SHORT EXERCISE: Reproduce the part of the article on the song "I Like That" below, starting with "2004 single by" and going on through "by Jeremy Rall.".

GIVEN PASSAGE:
————

Single by Houston featuring Chingy, Nate Dogg and I-20

from the album It's Already Written
- Released: May 10, 2004
- Length: 3:56
- Label: Capitol
- Songwriters: Houston Summers; Alonzo Lee; Shamar Daugherty; Mischke Butler; Howie Bailey; Nathaniel Hale; Bobby Sandimanie; Steve Prudholme;
- Producer: The Trak Starz

Houston singles chronology
|  | "I Like That" (2004) | "Ain't Nothing Wrong" (2004) |

Chingy singles chronology
| "One Call Away" (2004) | "I Like That" (2004) | "Balla Baby" (2004) |

Nate Dogg singles chronology
| "Time's Up" (2004) | "I Like That" (2004) | "So Fly" (2004) |

Music video
- "I Like That" on YouTube

= I Like That (Houston song) =

2004 single by Houston featuring Chingy, Nate Dogg and I-20

"I Like That" is a song by American R&B singer Houston. It is the first single released from his debut album, It's Already Written (2004). The song features Chingy, Nate Dogg, and I-20. Released on May 10, 2004, "I Like That" peaked at number three on the US Billboard Rhythmic Top 40 chart and at number 11 on both the Billboard Hot 100 and the UK Singles Chart. The song also charted within the top 40 in several other countries, including Australia, France, Italy, New Zealand and Switzerland.

==Music video==

The official music video for the song was directed by Jeremy Rall.

==Track listings==
US and Australian CD single
1. "I Like That" (album version)
2. "I Like That" (extended version)
3. "I Like That" (radio edit)
4. "I Like That" (instrumental)

US and UK 12-inch single
A1. "I Like That" (album version)
A2. "I Like That" (instrumental)
B1. "I Like That" (extended version)

UK CD single
1. "I Like That" (album version)
2. "I Like That" (extended version)

————

Stored records
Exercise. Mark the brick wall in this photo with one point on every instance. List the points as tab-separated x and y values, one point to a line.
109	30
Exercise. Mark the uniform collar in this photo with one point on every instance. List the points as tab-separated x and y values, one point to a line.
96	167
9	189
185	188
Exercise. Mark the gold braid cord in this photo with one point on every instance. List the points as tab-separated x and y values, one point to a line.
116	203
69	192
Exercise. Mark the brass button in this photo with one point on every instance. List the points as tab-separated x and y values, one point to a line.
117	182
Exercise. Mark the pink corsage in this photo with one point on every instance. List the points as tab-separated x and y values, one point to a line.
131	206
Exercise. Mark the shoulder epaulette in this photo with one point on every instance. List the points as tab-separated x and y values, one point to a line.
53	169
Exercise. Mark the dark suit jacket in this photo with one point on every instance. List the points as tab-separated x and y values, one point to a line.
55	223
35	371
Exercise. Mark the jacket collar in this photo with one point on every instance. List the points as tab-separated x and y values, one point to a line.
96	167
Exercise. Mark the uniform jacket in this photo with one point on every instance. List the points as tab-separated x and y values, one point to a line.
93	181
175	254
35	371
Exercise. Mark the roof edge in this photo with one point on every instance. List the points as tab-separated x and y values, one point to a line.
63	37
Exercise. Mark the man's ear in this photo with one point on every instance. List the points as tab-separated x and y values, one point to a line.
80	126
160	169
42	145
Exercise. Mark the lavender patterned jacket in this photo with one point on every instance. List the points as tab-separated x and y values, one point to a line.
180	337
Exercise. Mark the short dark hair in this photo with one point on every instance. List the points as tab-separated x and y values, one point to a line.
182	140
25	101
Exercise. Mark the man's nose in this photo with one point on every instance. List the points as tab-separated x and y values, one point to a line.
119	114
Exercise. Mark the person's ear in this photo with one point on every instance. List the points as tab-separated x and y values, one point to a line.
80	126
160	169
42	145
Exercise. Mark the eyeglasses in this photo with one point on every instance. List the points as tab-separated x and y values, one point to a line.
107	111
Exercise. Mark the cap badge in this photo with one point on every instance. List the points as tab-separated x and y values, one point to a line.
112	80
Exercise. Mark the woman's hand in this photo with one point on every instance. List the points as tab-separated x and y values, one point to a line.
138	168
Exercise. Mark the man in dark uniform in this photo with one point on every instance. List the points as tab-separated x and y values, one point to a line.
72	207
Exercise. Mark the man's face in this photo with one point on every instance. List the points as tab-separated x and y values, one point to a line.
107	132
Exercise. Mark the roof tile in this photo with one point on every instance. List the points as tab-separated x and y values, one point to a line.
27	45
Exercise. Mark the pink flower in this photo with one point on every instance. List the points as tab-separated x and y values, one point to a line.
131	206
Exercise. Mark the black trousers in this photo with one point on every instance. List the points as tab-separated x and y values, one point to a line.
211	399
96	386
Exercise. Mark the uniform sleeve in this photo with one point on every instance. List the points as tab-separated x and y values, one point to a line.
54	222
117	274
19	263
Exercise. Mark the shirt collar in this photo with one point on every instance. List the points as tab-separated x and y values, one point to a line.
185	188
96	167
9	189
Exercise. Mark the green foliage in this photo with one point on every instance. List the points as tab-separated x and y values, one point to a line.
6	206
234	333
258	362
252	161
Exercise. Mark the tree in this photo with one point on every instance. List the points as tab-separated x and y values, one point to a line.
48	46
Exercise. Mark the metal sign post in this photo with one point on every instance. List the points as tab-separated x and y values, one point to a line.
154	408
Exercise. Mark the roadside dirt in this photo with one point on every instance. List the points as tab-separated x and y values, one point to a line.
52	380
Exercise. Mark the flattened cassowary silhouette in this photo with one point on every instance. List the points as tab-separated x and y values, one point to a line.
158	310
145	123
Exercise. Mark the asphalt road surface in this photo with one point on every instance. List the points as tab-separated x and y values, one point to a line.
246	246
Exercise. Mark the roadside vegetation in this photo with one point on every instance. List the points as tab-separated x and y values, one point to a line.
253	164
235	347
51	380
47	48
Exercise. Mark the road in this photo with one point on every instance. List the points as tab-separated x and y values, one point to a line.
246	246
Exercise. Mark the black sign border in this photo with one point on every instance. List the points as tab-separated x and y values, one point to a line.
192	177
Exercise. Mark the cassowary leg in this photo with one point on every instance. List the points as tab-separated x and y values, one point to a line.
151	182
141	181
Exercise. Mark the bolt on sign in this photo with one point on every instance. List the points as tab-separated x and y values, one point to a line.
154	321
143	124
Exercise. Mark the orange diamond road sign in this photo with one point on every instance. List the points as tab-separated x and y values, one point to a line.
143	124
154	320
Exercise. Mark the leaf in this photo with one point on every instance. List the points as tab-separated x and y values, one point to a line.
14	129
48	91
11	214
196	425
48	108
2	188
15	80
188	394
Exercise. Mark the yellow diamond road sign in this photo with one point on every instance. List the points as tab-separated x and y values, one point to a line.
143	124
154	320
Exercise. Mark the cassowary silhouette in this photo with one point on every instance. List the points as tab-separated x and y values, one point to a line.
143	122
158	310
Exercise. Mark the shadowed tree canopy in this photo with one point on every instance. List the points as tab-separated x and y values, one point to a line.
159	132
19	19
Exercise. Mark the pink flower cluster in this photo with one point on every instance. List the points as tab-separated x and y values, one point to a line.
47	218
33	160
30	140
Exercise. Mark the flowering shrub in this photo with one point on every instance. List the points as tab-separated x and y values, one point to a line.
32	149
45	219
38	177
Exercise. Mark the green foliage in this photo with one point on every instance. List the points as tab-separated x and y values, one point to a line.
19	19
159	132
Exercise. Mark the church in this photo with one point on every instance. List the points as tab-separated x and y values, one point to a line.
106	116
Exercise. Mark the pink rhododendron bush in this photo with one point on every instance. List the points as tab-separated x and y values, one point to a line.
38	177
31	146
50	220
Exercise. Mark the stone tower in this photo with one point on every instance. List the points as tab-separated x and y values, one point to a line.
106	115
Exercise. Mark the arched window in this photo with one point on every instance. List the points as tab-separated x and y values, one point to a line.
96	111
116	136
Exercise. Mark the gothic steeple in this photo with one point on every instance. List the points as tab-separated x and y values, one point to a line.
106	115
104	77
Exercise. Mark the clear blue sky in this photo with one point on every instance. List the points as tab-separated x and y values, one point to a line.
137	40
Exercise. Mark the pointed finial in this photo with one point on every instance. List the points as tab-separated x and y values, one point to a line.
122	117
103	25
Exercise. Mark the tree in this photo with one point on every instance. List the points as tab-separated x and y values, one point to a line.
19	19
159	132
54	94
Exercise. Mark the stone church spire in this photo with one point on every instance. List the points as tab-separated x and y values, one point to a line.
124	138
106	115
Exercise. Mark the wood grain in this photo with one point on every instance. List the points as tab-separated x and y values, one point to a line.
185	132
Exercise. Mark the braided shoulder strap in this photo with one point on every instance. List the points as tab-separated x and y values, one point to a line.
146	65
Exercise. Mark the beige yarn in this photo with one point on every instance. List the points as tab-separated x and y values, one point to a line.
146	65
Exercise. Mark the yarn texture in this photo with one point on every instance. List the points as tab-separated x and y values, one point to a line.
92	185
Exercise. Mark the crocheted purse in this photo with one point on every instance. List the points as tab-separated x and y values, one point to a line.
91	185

————

CORRECT RESPONSE:
2004 single by Houston featuring Chingy, Nate Dogg and I-20

"I Like That" is a song by American R&B singer Houston. It is the first single released from his debut album, It's Already Written (2004). The song features Chingy, Nate Dogg, and I-20. Released on May 10, 2004, "I Like That" peaked at number three on the US Billboard Rhythmic Top 40 chart and at number 11 on both the Billboard Hot 100 and the UK Singles Chart. The song also charted within the top 40 in several other countries, including Australia, France, Italy, New Zealand and Switzerland.

==Music video==

The official music video for the song was directed by Jeremy Rall.